Records of labeled points
════

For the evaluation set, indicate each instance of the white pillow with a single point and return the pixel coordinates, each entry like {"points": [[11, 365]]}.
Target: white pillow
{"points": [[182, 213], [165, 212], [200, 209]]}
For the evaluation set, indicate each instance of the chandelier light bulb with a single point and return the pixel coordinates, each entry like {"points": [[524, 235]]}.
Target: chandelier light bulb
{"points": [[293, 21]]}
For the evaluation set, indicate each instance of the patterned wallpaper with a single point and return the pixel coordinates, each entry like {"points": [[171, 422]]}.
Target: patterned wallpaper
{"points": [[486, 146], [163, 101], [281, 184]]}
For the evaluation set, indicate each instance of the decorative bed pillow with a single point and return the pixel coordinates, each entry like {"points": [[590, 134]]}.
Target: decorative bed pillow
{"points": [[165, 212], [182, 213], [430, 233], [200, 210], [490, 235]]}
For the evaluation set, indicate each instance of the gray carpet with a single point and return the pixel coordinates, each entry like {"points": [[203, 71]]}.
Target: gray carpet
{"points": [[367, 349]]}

════

Give everything from the line containing "For the evaluation set, indicate each instance of the gray" down to the end of the entries above as a JSON list of strings, one string per line, leaving out any blank lines.

WRITTEN SOLUTION:
[
  "For the evaluation set, indicate each instance of the gray carpet with a single point and return the pixel coordinates, each entry like {\"points\": [[203, 71]]}.",
  "Target: gray carpet",
  "{\"points\": [[367, 349]]}"
]